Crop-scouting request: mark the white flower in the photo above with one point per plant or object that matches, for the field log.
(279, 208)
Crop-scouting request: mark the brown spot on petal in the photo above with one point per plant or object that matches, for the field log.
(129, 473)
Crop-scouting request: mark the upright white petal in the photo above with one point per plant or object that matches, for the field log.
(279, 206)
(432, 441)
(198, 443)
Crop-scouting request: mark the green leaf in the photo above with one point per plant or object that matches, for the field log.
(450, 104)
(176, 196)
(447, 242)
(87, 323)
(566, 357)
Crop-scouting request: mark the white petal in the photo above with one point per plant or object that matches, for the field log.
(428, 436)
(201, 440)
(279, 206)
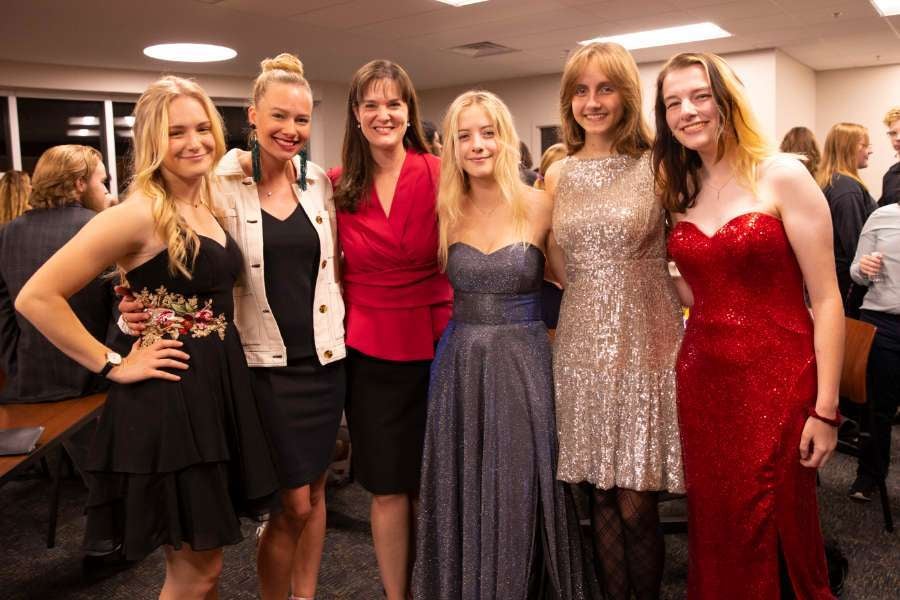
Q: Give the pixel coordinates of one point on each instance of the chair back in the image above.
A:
(857, 344)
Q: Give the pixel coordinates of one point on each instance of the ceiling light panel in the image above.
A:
(190, 52)
(667, 36)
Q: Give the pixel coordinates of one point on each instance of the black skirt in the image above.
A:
(300, 406)
(386, 411)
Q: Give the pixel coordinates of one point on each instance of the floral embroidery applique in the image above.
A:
(173, 315)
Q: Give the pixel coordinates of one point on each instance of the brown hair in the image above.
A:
(356, 156)
(800, 140)
(57, 171)
(676, 168)
(632, 136)
(14, 189)
(839, 155)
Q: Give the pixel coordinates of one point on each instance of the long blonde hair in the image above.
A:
(14, 189)
(676, 168)
(840, 152)
(632, 135)
(455, 186)
(151, 143)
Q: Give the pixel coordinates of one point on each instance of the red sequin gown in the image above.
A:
(746, 375)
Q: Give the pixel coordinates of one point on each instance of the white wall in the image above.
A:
(861, 95)
(534, 101)
(26, 79)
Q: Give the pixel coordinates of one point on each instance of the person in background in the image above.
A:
(890, 183)
(69, 189)
(802, 141)
(525, 164)
(620, 320)
(847, 150)
(432, 138)
(15, 186)
(876, 266)
(398, 301)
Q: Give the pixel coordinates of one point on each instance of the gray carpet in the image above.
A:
(29, 570)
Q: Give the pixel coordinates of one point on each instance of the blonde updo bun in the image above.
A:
(284, 62)
(284, 68)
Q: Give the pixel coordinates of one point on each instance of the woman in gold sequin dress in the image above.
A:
(620, 320)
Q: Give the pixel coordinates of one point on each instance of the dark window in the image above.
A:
(44, 123)
(5, 149)
(549, 136)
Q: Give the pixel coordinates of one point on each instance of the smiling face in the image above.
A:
(863, 152)
(691, 111)
(597, 103)
(192, 145)
(383, 115)
(283, 120)
(476, 142)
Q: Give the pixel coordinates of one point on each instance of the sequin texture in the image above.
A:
(619, 329)
(746, 376)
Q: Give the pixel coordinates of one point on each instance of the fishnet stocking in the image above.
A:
(628, 543)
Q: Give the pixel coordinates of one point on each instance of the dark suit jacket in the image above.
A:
(35, 370)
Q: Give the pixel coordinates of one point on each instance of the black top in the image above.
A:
(291, 255)
(890, 186)
(35, 370)
(850, 204)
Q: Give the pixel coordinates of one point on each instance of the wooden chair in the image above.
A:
(857, 344)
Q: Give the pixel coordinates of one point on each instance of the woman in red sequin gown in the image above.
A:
(757, 381)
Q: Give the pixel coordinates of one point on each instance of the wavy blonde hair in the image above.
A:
(14, 189)
(454, 184)
(840, 152)
(632, 135)
(151, 144)
(676, 168)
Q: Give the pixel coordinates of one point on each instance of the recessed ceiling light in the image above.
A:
(887, 7)
(189, 52)
(666, 36)
(458, 3)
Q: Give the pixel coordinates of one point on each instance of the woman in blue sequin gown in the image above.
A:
(493, 522)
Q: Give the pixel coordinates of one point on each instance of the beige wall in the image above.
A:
(863, 96)
(118, 84)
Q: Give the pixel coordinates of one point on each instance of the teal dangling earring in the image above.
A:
(301, 179)
(254, 155)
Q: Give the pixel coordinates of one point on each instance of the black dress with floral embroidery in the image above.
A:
(178, 462)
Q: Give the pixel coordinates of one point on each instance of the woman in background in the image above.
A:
(847, 149)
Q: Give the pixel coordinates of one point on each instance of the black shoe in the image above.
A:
(862, 490)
=====
Find each line holding the string "gown" in the listing above, then copy it.

Q: Give the pixel coordinates of one point on each instance of the red sequin gown in the image above.
Q: Give the pixel coordinates of one point on each instance of the woman in red sequin gown in the image above.
Q: Give the pixel coordinates of one point on each instance of the woman in blue sequin gown in the image above.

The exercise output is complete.